───── Trecho do documento

Especialistas
ouvidos pela Agência Brasil avaliam que a derrubada, na Câmara dos
Deputados, do decreto presidencial que regulamentava a Política Nacional de
Participação Social e os conselhos populares tem um significado de revanche, de
terceiro turno eleitoral, para os partidos de oposição ao governo.
Desde a publicação do decreto,
alguns setores do Congresso Nacional vêm se opondo à ampliação da participação
da sociedade civil na elaboração de políticas do Estado, destacou o advogado
Darci Frigo, coordenador da Organização de Direitos Humanos
Terra de Direitos.
“Essa oposição se
dá em função do entendimento bastante conservador de que o decreto é uma ameaça
à democracia representativa, que está configurada através do voto. Mas a
Constituição garante também a democracia direta, em um processo como esse, que
amplia a participação da sociedade. Seria um avanço importante de qualificação
da democracia, mas o Congresso não quer dividir poder com a sociedade, e essa
negativa confronta com as mobilizações que ocorreram no Brasil em 2013, que
pediam essas mudanças”, disse Frigo.
Para o advogado, a
participação popular não implica a existência de conflito com os direitos
parlamentares, mas sim complementa. “A democracia representativa não faz o
esforço para resolver os problemas que a sociedade está vivendo. Isso sinaliza
que, se a população não se mobilizar, não ir às ruas de novo, a reforma
política que está por vir pode ser no sentido de retroceder e não atender aos
anseios do povo”, completou.

──────────

__Enunciado proposto 1__. Resuma em duas frases o texto sobre a derrubada do decreto de participação social na Câmara dos Deputados.
__Enunciado proposto 2__. Dê sequência ao texto sobre a derrubada do decreto de participação social a partir do ponto em que ele termina.
Os registros não têm papel algum nesta etapa.

───── Registros extraídos

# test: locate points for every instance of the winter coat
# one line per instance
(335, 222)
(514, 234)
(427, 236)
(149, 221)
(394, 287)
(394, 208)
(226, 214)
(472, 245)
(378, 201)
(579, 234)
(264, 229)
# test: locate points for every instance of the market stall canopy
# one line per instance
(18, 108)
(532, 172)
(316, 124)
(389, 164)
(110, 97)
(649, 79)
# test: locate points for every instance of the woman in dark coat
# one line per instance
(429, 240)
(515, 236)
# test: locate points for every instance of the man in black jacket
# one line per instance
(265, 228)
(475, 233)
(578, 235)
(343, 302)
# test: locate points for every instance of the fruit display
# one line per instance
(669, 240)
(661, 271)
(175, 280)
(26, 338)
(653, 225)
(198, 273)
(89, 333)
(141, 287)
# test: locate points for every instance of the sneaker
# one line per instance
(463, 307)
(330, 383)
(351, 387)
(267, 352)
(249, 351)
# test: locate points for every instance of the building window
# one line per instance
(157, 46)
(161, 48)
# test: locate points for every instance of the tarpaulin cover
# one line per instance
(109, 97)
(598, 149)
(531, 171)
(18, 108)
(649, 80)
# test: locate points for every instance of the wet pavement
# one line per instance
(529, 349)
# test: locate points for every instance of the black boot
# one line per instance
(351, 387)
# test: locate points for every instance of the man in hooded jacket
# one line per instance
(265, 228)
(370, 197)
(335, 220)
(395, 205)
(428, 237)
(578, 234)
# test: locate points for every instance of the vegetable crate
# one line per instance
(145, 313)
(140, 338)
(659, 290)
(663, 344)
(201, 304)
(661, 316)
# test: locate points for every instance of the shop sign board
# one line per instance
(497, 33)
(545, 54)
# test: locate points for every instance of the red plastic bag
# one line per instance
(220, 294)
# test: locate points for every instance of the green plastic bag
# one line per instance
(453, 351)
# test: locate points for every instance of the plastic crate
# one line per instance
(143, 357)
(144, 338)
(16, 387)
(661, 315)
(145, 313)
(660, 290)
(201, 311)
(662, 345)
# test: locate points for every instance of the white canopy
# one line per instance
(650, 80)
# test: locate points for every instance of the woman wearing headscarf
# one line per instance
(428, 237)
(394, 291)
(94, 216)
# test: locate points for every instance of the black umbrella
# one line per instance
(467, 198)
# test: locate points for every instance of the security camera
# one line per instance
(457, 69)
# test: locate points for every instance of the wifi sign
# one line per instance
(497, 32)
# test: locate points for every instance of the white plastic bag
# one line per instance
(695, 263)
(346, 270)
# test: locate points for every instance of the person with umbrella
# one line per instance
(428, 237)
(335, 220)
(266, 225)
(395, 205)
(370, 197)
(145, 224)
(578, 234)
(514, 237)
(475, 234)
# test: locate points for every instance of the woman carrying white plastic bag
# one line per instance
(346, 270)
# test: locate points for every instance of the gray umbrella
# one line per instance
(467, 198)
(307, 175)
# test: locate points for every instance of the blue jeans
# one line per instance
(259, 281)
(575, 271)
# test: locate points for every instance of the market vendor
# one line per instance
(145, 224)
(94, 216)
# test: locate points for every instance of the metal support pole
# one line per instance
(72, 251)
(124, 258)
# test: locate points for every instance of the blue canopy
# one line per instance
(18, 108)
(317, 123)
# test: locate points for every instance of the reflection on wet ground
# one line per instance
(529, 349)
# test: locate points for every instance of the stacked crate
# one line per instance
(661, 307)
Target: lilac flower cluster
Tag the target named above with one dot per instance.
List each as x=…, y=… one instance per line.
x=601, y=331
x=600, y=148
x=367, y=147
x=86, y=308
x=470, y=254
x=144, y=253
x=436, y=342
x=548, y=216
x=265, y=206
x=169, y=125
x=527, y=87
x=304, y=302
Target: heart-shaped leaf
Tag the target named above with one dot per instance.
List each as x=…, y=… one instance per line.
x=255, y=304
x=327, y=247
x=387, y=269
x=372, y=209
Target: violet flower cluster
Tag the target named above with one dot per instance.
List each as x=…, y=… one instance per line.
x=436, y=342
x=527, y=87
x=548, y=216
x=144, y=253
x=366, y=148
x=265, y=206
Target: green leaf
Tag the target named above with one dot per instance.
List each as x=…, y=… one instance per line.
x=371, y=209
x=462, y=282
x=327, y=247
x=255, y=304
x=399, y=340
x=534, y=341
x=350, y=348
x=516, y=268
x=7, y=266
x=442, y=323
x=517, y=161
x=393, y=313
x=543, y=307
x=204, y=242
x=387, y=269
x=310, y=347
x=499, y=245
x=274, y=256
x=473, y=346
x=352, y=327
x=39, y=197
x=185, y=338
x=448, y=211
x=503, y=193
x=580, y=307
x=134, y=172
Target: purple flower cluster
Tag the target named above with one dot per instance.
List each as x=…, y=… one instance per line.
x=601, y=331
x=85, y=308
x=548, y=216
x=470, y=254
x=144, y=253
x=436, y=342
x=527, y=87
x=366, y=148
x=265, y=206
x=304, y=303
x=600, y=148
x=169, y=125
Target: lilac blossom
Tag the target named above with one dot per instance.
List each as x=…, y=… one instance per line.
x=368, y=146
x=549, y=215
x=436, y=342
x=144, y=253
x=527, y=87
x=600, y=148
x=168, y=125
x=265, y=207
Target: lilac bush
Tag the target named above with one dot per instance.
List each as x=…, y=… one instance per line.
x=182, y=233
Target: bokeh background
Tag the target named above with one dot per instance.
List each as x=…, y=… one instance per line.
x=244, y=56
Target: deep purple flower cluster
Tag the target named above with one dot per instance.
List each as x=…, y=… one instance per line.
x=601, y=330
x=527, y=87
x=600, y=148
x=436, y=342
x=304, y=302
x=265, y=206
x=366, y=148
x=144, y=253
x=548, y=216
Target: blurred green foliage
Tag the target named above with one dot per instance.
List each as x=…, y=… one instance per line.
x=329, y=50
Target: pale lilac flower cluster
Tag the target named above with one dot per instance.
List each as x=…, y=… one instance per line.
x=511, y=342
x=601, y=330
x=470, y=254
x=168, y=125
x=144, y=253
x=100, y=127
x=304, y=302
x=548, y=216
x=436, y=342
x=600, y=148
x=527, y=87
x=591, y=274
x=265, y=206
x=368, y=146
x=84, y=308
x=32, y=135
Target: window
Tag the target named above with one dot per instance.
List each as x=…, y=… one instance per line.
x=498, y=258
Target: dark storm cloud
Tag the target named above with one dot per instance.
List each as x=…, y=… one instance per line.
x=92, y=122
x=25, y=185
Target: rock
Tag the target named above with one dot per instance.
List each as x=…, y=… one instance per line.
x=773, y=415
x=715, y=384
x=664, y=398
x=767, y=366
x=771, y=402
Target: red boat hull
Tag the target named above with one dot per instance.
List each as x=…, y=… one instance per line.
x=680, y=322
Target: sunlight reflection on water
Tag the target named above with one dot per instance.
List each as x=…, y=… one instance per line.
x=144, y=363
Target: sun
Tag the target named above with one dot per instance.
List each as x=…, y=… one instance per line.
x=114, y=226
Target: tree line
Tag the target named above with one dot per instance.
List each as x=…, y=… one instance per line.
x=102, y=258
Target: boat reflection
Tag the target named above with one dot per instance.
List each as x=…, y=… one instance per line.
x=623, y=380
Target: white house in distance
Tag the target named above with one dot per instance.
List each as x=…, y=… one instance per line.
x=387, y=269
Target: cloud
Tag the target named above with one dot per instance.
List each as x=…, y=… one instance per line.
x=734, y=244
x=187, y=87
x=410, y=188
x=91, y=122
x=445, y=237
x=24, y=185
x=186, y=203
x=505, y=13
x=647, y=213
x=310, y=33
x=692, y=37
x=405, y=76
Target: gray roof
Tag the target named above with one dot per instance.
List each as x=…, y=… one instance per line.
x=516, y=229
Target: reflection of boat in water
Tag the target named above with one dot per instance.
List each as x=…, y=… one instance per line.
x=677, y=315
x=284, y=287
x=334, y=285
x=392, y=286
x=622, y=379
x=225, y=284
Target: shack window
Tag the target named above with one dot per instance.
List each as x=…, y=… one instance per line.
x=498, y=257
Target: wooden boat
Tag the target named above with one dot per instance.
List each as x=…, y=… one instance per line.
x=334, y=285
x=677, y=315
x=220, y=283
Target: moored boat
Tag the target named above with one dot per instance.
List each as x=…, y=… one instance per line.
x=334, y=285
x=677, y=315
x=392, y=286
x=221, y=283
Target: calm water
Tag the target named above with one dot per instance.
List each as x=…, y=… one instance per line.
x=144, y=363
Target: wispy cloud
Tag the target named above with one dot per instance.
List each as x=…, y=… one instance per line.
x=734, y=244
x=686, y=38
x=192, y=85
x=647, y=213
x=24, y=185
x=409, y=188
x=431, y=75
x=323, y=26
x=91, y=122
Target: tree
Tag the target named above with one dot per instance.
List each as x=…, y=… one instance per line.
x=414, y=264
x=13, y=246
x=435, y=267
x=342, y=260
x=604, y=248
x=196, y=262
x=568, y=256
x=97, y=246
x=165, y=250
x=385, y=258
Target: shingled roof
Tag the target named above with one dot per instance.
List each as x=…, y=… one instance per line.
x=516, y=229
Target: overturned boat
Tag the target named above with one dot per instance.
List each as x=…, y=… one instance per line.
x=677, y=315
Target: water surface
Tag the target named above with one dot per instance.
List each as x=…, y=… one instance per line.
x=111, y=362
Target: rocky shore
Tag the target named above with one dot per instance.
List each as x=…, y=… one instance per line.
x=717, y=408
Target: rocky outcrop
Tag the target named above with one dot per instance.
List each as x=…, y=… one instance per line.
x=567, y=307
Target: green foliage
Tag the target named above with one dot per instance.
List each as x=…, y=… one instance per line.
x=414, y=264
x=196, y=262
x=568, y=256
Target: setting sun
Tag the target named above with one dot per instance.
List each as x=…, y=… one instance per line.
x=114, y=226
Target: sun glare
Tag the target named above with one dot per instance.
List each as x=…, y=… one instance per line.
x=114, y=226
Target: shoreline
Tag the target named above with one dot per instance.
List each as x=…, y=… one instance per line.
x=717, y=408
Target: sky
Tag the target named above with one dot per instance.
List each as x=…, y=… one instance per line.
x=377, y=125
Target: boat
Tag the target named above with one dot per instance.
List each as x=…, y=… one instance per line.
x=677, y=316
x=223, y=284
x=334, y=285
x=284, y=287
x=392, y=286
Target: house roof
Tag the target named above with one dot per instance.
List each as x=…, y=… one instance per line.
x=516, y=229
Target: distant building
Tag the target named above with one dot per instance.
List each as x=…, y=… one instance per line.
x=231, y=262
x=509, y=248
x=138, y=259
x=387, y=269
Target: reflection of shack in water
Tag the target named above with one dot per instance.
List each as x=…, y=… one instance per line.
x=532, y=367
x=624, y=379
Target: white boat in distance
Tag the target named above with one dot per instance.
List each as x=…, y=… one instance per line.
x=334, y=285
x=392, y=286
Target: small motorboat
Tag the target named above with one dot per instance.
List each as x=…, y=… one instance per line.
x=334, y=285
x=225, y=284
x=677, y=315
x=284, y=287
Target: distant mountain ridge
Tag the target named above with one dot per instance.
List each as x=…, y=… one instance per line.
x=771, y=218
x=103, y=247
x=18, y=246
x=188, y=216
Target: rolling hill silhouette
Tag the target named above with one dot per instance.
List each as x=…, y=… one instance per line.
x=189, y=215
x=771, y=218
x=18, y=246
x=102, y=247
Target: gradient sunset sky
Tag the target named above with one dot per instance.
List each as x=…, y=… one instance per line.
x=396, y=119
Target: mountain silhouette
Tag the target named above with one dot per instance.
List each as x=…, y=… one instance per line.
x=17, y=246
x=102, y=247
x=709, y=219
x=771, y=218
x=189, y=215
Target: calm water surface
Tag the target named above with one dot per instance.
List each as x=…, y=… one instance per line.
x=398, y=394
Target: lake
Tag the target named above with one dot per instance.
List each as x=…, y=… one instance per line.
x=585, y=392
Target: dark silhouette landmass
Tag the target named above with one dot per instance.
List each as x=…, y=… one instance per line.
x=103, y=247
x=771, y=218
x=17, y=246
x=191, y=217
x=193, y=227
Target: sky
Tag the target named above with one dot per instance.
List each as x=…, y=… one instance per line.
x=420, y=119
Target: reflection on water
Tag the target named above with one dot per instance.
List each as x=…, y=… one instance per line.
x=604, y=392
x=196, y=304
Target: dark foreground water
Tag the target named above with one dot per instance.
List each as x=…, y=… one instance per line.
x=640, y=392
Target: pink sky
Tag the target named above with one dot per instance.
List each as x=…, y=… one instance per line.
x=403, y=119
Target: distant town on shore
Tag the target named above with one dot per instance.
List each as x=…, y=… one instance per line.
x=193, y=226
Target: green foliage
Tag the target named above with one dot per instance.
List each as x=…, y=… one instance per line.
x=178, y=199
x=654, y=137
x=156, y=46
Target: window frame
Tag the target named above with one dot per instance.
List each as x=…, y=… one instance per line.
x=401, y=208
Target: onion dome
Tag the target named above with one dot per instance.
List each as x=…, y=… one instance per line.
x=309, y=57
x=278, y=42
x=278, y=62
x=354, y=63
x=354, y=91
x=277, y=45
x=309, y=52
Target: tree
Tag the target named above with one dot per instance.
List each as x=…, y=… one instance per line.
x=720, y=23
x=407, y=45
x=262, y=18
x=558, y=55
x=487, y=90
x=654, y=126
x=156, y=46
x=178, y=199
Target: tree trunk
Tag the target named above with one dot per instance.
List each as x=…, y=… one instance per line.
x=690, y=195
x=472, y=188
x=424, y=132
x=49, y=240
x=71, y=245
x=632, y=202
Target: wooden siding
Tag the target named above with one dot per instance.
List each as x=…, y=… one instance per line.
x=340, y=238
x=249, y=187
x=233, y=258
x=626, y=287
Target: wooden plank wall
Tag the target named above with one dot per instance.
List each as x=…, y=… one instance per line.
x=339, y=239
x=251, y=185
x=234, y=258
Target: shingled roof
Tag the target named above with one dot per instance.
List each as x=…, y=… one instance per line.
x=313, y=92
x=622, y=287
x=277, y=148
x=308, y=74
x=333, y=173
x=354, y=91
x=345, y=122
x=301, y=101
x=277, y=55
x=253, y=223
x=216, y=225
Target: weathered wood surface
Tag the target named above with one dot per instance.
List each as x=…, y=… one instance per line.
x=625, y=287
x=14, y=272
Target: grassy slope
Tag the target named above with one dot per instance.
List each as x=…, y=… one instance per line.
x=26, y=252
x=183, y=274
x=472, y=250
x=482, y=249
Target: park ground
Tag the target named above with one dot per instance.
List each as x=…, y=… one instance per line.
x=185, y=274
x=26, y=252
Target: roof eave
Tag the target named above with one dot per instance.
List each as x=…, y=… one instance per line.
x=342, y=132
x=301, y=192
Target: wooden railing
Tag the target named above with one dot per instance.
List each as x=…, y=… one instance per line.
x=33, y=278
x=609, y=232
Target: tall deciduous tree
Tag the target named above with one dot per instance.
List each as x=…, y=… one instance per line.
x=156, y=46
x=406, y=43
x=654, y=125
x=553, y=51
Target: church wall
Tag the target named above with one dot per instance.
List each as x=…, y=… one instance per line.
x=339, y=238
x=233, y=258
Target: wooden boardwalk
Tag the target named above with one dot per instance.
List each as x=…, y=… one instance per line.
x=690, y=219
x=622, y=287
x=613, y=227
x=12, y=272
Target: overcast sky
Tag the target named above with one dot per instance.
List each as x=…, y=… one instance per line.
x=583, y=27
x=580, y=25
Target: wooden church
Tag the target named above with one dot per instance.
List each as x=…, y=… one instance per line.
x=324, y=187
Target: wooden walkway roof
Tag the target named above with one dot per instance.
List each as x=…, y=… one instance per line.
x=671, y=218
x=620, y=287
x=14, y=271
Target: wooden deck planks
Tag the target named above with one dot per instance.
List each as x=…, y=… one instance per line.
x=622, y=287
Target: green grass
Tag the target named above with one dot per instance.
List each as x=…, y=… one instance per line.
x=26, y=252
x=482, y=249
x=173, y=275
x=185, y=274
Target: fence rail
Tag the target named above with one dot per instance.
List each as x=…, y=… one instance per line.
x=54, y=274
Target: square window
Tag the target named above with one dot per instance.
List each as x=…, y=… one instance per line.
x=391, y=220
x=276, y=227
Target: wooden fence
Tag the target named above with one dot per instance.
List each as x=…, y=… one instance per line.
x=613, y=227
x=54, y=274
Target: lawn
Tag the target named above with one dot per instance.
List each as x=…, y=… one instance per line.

──────────

__Resposta redigida 1__. Especialistas ouvidos pela Agência Brasil avaliam que a derrubada, na Câmara dos Deputados, do decreto presidencial que regulamentava a Política Nacional de Participação Social e os conselhos populares tem significado de revanche, de terceiro turno eleitoral, para os partidos de oposição ao governo. Para o advogado Darci Frigo, coordenador da Terra de Direitos, o Congresso não quer dividir poder com a sociedade, embora a participação popular complemente os direitos parlamentares em vez de entrar em conflito com eles.

__Resposta redigida 2__.
Frigo conta ainda
que a Articulação Justiça e Direitos Humanos, da qual a Terra de Direitos faz
parte, solicitou audiência com o presidente do Supremo Tribunal Federal (STF),
Ricardo Lewandowski, para discutir meios que permitam à sociedade participar de
forma mais ativa no processo de construção da Justiça do país. Ele conta que o
ministro falou sobre a ampliação dos mecanismos de participação em seu discurso
de posse na presidência da Corte. “Seria um passo importante para debater ainda
mais a participação popular.”
A presidenta do Conselho Nacional de Saúde, Maria do Socorro
Souza, explica que, na prática não haverá mudança na criação de novos conselhos
e eles continuarão existindo. O decreto apenas regulamentava e reorganizava os
conselhos e responsabilizava mais os governos, nos três níveis.
“Temos quase 30
anos de democracia, mas é possível melhorar, ter mais articulação entre a
democracia participativa e a representativa. Não é porque o Legislativo foi
eleito pelo povo que damos o direito de [os parlamentares] legislarem sem dar
voz às comunidades. [A derrubada do decreto] foi uma reação revanchista,
precipitada, sem transparência ou diálogo com uma política de Estado”, disse
Maria do Socorro.
Em participação ontem (28) no programa Espaço
Público, da TV Brasil, o ministro das Relações
Institucionais, Ricardo Berzoini, disse que a derrubada do decreto não é o fim
do mundo. “Já perdemos várias, perdemos votações e a vida segue, claro que
queremos ganhar o máximo possível. Mas o resultado é ruim para quem defende
posições populares”, avaliou.
“É uma derrota
simbólica”, disse o assessor de Projetos e de Formação da Coordenadoria
Ecumênica de Serviço, José Carlos Zanetti. “O decreto seria o
coroamento da criação de um sistema de muitos conselhos já existentes, que
legitimam políticas públicas. Houve um sinal ruim com a suspensão do decreto
que cria uma cortina de fumaça naquilo que já estava acontecendo, provoca um
desgaste na sociedade”, disse.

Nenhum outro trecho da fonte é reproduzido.